INSTRUCTIONS TO FOLLOW - Report each line in the records below that contains the word "this", matching case exactly.

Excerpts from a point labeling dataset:

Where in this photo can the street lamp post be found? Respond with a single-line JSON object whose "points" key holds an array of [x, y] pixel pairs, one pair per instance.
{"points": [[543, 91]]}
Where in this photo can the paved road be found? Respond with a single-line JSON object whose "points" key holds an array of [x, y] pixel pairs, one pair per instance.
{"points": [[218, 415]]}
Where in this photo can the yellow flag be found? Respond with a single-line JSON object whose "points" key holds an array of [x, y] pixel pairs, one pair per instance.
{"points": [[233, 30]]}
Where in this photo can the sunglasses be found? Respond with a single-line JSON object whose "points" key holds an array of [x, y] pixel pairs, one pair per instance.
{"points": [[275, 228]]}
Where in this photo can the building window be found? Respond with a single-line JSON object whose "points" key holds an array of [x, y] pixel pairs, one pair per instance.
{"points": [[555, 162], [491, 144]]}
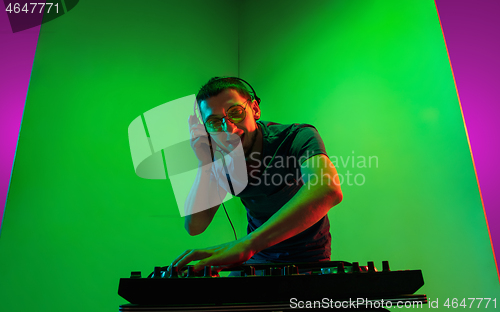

EXERCISE RESULT -
Where in this photo can the street lamp post be found? Respond with a single-line JSON object whose "points" key holds an array of [x, y] pixel pairs, one pair per instance.
Where in this photo can the paved road be found? Respond with a single-line JSON object whose "points" key holds an array of [x, y] pixel pairs, one pair per instance.
Where in this photo can the yellow flag be found? Respond with a single-line JSON object whose "points" key holds an array of [x, y] pixel pairs, one pair per instance.
Where in this photo can the sunglasses be found? Respond with a single-line JSON object whose "points" key holds an array of [x, y] pixel pairs, one pair per instance.
Where in this photo can the building window be found? Respond with a single-line JSON object whose "points" key holds an array of [x, y] pixel pairs, one pair per instance.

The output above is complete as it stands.